Aunque continuamente los telediarios nos bombardean con noticias que evidencian cada vez más la maldad humana, el mundo sigue lleno de buenas personas, que trabajan cada día para ayudar a los demás, sin esperar nada a cambio. Sin embargo, debemos aprender a diferenciar entre ofrecer ayuda e imponerla a la fuerza. De no ser así, nos podría pasar lo mismo que a John Chau, el joven misionero estadounidense que recientemente murió abatido a flechazos por los miembros de una de las tribus de la isla de Sentinel del Norte, en la India, a los que quería forzar a toda costa a recibir su ayuda y, por supuesto, la palabra de Dios.
Aunque parezca imposible, todavía quedan tribus aisladas de la civilización
El suceso no fue ni repentino ni inesperado; pues, como contó en su diario en las jornadas previas a su muerte, no era la primera vez que intentaba acercarse hasta ellos. La penúltima de estas ocasiones había terminado con una flecha clavada en su Biblia mientras él huía hacia la barca de los pescadores que le habían llevado ilegalmente hasta allí. Aunque casual, el suceso era un buen aviso del poco interés que tenían los aborígenes en introducirse al catolicismo. Sin embargo, él decidió insistir hasta que las flechas acertaron en su cuerpo, que terminó enterrado en la playa, donde aún sigue, hasta que los servicios de rescate encuentren el momento perfecto para rescatar el cadáver sin perturbar a la tribu.

**Entradas proporcionadas**
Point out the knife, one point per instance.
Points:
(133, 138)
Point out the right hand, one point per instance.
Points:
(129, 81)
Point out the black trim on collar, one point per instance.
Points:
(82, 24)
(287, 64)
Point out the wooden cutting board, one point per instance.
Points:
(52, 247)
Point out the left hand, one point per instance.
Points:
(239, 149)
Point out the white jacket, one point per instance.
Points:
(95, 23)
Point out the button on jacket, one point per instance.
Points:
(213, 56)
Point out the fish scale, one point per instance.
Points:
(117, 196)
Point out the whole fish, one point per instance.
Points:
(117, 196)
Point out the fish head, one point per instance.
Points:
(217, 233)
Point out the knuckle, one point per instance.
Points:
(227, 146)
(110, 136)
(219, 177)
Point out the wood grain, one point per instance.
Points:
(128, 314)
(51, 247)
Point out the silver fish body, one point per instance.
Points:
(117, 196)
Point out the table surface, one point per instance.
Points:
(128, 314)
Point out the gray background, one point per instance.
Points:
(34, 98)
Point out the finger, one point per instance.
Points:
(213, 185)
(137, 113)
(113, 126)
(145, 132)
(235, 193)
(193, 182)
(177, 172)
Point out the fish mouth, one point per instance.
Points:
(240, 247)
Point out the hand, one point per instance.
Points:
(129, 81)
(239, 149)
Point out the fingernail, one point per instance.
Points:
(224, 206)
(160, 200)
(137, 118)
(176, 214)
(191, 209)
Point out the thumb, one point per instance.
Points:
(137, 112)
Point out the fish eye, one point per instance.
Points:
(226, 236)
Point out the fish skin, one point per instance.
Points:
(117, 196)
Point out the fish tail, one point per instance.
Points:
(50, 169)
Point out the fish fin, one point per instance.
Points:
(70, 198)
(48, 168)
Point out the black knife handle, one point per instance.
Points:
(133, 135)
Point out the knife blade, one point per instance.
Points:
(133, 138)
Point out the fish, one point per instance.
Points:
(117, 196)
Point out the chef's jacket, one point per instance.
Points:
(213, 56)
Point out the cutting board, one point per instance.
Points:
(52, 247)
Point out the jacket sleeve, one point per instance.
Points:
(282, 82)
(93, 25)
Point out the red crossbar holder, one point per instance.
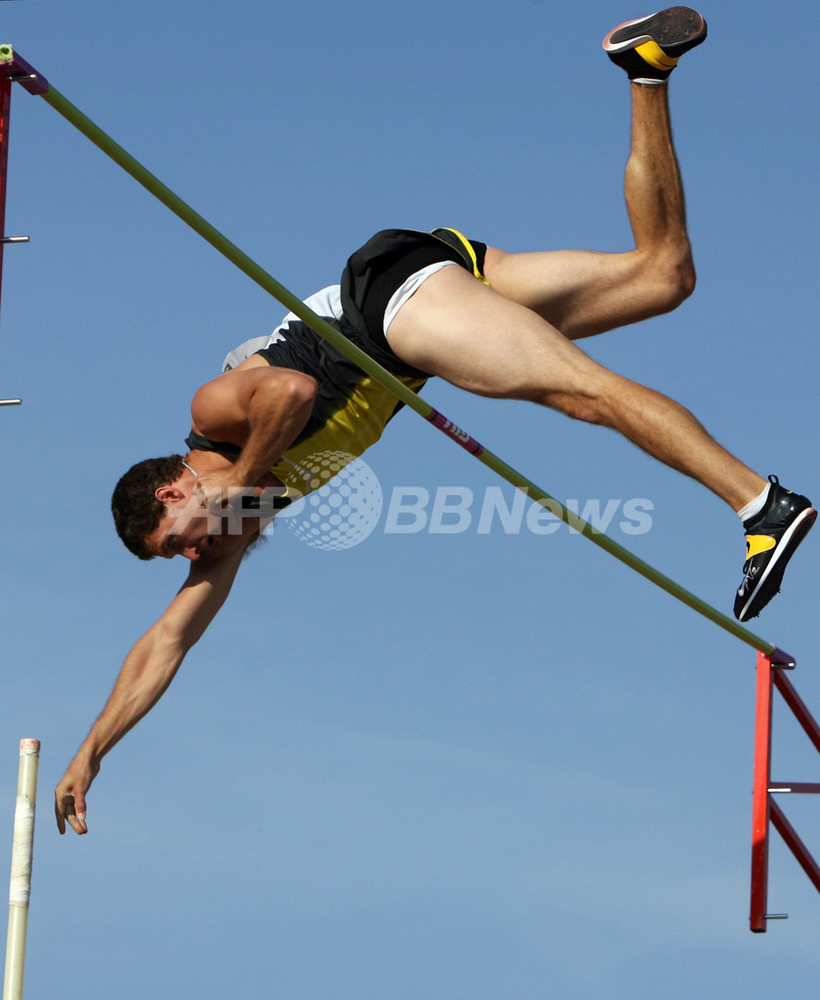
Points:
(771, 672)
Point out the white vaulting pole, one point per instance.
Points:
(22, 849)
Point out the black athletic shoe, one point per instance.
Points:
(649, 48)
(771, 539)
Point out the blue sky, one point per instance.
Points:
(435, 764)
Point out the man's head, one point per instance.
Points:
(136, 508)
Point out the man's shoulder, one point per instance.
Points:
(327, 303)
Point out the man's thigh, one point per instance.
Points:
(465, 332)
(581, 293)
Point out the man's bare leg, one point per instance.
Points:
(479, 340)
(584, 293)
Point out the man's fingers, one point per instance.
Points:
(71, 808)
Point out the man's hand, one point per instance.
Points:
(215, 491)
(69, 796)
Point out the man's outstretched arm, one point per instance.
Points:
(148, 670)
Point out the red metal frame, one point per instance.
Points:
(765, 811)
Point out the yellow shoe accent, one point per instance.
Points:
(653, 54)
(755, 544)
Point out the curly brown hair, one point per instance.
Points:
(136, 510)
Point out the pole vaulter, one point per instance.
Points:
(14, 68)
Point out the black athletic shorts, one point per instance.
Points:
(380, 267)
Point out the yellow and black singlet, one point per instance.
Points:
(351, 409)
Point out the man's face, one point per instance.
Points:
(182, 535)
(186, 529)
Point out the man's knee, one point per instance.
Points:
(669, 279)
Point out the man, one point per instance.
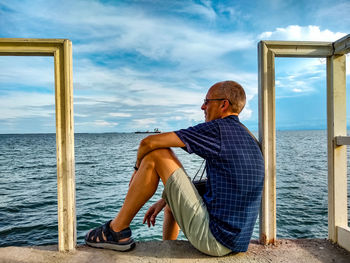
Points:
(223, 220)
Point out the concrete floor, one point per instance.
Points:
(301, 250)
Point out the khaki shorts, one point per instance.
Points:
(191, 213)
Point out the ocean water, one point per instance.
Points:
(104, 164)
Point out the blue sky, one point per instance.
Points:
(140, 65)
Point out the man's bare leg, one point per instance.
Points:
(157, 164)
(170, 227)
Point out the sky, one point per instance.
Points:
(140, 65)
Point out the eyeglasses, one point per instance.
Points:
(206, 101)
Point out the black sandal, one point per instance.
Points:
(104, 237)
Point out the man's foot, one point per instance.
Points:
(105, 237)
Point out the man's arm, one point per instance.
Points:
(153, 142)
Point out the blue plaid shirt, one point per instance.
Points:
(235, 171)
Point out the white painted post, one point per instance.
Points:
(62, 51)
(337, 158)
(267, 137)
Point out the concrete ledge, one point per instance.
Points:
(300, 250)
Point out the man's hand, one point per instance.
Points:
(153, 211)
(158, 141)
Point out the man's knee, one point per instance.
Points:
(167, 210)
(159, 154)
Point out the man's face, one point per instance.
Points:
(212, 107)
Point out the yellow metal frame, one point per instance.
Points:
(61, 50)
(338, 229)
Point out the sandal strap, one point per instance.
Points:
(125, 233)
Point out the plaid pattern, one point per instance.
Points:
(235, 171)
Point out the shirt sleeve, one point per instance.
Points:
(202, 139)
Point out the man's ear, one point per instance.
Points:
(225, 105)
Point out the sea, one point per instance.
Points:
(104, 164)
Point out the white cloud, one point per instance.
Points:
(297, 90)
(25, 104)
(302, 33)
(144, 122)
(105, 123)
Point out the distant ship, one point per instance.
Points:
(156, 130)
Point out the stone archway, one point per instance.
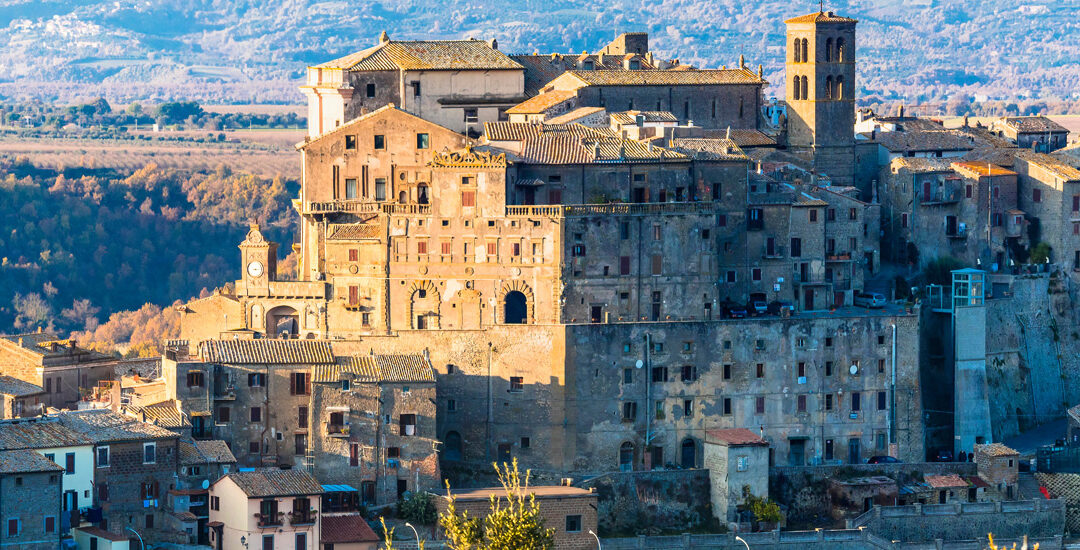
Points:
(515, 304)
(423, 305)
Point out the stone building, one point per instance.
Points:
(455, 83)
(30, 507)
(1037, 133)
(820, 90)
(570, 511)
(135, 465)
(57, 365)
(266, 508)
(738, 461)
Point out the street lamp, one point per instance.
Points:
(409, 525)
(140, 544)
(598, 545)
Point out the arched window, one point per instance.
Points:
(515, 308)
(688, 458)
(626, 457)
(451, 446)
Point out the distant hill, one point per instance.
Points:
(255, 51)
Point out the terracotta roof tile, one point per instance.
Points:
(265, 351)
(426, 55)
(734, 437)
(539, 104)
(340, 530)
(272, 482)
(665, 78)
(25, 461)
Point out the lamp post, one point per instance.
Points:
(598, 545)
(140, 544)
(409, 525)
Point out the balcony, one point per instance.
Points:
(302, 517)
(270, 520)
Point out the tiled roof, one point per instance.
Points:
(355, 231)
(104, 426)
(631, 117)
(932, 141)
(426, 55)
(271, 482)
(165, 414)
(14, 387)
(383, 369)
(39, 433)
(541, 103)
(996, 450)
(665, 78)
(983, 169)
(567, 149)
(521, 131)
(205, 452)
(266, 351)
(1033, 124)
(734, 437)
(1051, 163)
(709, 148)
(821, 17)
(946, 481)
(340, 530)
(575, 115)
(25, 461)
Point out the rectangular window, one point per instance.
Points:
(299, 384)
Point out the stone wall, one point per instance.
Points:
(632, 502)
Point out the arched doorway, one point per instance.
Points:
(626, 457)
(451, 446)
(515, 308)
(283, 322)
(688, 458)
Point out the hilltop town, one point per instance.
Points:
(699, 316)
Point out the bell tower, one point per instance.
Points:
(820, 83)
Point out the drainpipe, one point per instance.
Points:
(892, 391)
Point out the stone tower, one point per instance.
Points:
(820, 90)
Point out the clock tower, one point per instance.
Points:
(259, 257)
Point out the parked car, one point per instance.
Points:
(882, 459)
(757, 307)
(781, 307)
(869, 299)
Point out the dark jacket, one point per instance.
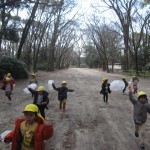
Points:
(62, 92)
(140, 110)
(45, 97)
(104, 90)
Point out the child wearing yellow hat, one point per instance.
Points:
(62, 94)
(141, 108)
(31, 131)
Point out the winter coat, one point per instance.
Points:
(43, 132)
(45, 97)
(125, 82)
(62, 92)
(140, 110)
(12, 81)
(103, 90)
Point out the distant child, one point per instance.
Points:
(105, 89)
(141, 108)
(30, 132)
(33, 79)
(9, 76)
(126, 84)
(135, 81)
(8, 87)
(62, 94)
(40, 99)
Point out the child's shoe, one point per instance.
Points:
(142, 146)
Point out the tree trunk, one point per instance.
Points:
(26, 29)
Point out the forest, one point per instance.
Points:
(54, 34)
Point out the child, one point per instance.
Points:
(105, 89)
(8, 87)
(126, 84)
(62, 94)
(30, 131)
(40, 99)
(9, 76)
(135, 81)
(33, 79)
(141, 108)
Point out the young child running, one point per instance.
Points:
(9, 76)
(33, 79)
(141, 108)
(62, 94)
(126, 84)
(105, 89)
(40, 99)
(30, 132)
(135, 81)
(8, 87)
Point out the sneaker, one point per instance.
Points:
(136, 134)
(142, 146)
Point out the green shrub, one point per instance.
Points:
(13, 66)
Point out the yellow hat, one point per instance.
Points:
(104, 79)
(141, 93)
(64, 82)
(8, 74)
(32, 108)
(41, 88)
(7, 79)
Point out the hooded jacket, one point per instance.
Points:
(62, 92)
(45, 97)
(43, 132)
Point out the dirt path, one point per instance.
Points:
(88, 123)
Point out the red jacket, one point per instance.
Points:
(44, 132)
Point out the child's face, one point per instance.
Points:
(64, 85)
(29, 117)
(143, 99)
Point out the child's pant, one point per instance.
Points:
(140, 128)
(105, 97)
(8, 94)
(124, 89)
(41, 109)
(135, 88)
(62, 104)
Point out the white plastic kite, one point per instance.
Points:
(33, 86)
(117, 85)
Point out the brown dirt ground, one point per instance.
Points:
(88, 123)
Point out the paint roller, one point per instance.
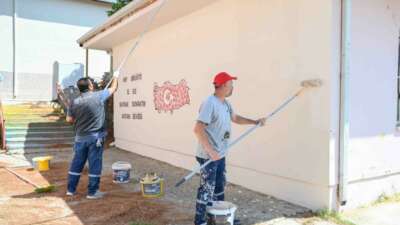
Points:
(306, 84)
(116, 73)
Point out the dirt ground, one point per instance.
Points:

**Consigna de trabajo 1**
En el texto sobre John Chau, ¿dónde se clavó la flecha en la penúltima ocasión en que el misionero intentó acercarse a la tribu?
**Consigna de trabajo 2**
Continúa el texto sobre John Chau a partir del punto en que termina.
Las entradas no intervienen en este ejercicio.

**Espacio de respuesta 1**
En su Biblia.

**Espacio de respuesta 2**
La libre decisión de vivir aislado
Se calcula que en el planeta hay alrededor de cien tribus que viven aisladas de la sociedad, asentadas normalmente en zonas boscosas y de difícil acceso. La mayoría, según ha contado a Hipertextual el doctor Gustavo Politis, arqueólogo y profesor de la Universidad del centro de Buenos Aires, viven probablemenete en Sudamérica, especialmente en el oeste de Brasil y este de Perú. Muchas de ellas muestran comportamientos agresivos ante la posibilidad de ser visitados por personas ajenas a ellos, tanto de la sociedad “civilizada” como de otras tribus vecinas. Buen ejemplo de ello es precisamente el de los Sentineleses, que acostumbran a amenazar con lanzas y flechas a las personas que se acercan a pie, como el misionero estadounidense, pero también a las avionetas y helicópteros que sobrevuelan la zona. Esto hace prácticamente imposible llevar a cabo tareas tan simples como contar cuántos miembros tiene la población o facilitarles enseres que puedan necesitar para su día a día. Pero la pregunta es: ¿realmente todo esto es necesario?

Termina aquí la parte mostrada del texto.